_WHAT YOU HAVE TO DO_:
Output exactly the lines from the first line of the records below through the line containing "Target: nose bridge", both included, leaving out any pictures.

_DATA SHOWN_:
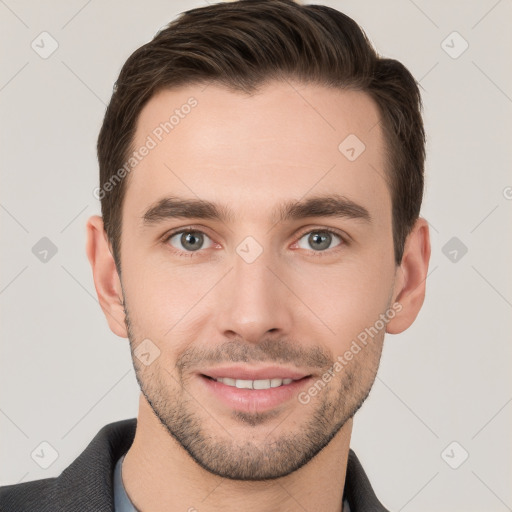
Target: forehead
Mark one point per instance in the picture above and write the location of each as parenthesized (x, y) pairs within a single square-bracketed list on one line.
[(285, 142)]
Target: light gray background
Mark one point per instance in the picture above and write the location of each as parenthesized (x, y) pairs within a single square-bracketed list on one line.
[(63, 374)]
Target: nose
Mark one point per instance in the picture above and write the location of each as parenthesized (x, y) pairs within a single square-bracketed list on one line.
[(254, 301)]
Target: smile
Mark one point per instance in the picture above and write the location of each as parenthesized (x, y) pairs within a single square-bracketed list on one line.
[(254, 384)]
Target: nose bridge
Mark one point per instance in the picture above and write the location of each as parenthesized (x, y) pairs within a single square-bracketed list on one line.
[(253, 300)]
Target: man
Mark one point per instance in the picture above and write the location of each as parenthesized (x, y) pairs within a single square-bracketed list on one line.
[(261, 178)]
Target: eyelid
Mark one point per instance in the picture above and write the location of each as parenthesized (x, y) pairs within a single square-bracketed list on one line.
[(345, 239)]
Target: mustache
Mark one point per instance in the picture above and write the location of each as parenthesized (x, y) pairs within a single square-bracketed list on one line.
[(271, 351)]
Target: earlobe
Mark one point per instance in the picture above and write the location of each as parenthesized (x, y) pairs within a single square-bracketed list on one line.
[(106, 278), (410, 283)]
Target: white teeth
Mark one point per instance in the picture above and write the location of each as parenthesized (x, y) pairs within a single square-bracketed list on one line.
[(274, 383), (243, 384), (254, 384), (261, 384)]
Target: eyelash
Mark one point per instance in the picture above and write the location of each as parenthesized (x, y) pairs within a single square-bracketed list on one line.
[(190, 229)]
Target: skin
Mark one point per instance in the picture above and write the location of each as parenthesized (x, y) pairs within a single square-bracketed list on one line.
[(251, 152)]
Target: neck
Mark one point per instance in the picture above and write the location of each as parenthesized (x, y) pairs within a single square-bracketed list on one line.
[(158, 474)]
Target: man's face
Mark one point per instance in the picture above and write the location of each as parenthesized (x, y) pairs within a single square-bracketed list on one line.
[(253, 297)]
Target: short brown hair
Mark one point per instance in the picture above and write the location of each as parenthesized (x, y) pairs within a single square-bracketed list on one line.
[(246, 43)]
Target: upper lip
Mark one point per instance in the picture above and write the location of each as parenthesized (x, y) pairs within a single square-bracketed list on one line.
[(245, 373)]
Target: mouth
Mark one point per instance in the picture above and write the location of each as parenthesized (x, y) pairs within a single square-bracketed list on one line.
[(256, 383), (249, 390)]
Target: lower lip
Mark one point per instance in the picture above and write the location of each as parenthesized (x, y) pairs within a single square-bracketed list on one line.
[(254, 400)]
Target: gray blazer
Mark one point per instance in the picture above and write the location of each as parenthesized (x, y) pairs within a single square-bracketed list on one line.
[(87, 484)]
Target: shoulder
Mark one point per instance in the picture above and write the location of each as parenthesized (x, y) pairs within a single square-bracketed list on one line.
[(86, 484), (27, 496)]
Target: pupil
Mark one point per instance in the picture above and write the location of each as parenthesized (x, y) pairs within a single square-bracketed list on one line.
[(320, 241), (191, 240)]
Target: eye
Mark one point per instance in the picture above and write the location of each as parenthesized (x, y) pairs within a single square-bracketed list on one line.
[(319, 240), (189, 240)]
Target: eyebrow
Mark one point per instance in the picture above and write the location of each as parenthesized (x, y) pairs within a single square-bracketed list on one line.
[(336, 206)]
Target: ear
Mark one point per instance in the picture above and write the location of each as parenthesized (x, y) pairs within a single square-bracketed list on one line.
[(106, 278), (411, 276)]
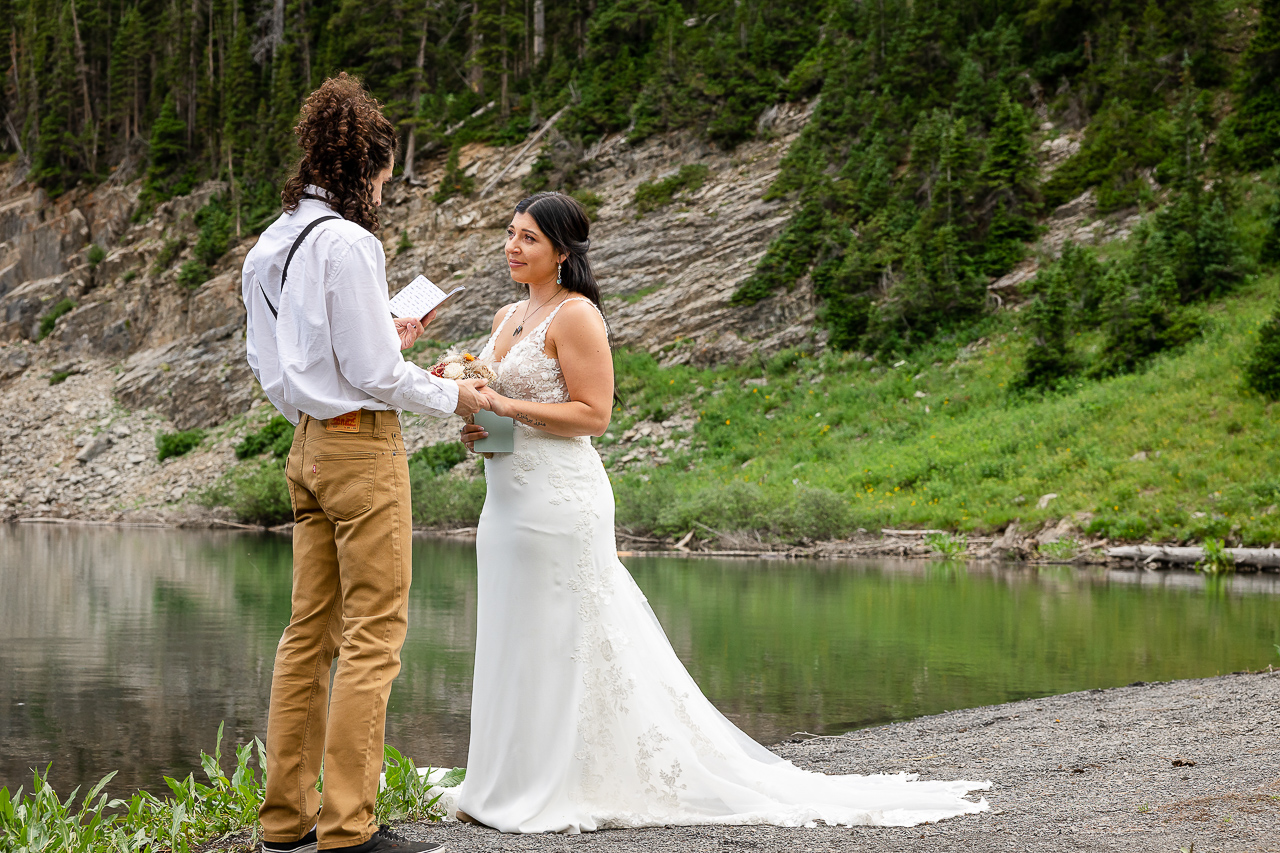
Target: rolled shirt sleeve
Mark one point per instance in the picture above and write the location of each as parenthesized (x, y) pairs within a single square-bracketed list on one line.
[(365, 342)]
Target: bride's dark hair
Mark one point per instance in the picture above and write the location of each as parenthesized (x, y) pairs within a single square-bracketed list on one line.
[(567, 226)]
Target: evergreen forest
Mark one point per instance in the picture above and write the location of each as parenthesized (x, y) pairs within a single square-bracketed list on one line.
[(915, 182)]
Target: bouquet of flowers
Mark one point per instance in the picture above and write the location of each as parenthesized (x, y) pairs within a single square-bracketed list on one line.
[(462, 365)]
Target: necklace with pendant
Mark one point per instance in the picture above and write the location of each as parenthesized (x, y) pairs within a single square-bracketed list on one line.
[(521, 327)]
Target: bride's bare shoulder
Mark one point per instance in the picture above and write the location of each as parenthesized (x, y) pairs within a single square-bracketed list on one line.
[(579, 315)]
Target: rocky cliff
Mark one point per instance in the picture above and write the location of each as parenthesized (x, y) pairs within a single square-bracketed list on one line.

_EXERCISE ANSWER_:
Target: forehead
Mark one point per instance in the picture above and write the location of each as parenthesized (x, y) pairs within a single square-bracketed list on one line.
[(285, 142)]
Target: light gray background
Mark one point per instance in the picture above and write the location of each as parenthesized (x, y) pairs within a single square-bracketed list on one line.
[(63, 374)]
Target: nose
Mark one point per instance in the picture above and write the location of each as parenthesized (x, y) pairs within a single square-bracketed list on one line.
[(254, 301)]
Target: smile
Mark one point per instance in the picture above and write the location of each as parenthesized (x, y) pairs within a single square-bracketed list on one line.
[(254, 384)]
Target: nose bridge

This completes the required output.